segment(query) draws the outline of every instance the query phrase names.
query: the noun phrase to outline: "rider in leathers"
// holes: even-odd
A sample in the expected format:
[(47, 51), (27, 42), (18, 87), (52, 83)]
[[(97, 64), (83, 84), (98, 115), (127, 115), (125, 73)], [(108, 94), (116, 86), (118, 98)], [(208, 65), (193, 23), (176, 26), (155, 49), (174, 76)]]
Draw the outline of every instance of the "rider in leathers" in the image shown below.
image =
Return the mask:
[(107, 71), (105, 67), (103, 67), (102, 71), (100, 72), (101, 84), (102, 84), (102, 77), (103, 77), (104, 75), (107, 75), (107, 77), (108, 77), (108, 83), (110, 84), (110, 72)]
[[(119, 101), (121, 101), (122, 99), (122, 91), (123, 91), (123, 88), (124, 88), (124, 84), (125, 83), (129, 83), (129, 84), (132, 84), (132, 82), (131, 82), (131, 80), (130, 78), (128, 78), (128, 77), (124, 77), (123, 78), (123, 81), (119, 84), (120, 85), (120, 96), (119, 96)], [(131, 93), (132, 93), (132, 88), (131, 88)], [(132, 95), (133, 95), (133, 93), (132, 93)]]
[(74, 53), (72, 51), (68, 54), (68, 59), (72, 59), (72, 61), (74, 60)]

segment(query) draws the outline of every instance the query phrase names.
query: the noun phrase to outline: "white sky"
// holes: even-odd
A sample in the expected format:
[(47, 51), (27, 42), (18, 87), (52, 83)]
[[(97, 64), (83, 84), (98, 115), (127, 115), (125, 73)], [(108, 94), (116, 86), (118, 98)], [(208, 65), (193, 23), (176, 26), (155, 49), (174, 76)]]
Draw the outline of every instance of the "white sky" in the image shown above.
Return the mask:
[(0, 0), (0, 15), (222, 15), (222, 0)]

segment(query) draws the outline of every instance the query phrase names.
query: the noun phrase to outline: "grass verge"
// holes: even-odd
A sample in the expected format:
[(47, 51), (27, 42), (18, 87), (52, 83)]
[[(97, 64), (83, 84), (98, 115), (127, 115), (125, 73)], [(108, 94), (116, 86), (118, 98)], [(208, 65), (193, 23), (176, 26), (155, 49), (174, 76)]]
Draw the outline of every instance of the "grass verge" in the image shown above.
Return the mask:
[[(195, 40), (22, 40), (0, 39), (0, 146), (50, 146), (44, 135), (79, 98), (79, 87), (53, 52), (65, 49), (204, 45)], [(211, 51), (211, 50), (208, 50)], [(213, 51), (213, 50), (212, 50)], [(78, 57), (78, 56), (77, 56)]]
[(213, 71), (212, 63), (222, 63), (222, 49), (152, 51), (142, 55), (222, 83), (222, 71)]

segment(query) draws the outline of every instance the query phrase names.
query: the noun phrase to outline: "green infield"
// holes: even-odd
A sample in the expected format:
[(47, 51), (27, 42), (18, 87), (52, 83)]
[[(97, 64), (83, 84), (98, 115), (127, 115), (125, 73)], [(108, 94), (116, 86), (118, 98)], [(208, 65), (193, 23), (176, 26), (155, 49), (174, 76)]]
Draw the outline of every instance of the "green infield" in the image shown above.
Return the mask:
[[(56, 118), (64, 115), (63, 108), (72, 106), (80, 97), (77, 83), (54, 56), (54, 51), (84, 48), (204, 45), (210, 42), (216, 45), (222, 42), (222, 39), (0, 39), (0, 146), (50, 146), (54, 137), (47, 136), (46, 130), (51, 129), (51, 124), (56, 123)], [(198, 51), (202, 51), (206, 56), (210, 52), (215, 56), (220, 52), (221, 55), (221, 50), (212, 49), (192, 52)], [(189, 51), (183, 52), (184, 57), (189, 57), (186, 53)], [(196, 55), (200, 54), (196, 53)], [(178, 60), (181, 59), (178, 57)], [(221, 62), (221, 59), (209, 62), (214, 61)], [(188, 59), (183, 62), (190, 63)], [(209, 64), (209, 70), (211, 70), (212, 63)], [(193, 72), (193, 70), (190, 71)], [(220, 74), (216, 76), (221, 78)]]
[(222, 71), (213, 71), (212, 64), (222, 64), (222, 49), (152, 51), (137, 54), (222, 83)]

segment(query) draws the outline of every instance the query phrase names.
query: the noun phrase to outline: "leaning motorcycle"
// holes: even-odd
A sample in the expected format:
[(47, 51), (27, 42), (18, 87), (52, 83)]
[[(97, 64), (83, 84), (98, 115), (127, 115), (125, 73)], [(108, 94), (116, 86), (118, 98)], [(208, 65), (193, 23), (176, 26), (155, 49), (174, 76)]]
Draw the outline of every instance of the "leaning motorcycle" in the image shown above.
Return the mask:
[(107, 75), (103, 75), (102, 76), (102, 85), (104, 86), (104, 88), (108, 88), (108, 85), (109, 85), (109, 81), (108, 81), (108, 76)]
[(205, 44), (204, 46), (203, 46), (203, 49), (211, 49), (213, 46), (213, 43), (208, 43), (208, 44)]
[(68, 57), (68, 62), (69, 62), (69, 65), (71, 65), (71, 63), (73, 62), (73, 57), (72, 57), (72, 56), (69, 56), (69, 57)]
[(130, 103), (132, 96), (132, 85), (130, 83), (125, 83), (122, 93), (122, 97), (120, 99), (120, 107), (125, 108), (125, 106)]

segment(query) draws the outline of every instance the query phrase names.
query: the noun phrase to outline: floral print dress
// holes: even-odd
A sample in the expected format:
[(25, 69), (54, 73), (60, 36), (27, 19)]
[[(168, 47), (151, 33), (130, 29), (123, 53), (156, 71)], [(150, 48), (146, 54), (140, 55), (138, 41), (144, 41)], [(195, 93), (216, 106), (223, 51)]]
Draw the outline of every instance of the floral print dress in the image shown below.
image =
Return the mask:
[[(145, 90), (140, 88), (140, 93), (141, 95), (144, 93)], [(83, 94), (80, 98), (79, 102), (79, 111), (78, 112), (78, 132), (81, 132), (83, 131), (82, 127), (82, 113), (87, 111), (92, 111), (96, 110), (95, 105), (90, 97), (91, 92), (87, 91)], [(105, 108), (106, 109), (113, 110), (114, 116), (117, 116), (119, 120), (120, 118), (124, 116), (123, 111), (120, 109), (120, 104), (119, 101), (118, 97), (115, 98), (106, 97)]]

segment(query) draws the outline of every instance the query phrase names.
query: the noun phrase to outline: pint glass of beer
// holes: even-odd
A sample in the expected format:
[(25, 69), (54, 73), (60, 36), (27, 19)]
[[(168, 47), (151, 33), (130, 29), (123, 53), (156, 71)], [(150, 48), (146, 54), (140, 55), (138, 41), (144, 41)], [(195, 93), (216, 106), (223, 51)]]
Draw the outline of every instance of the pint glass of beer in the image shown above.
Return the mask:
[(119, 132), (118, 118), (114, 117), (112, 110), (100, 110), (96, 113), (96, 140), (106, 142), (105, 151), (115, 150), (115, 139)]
++++++++++
Report every line of the listing above that contains the word "verge", copying each such line in full.

Result of this exercise
query: the noun phrase to outline: "grass verge"
Draw the outline of every instance of the "grass verge" in the image shown above.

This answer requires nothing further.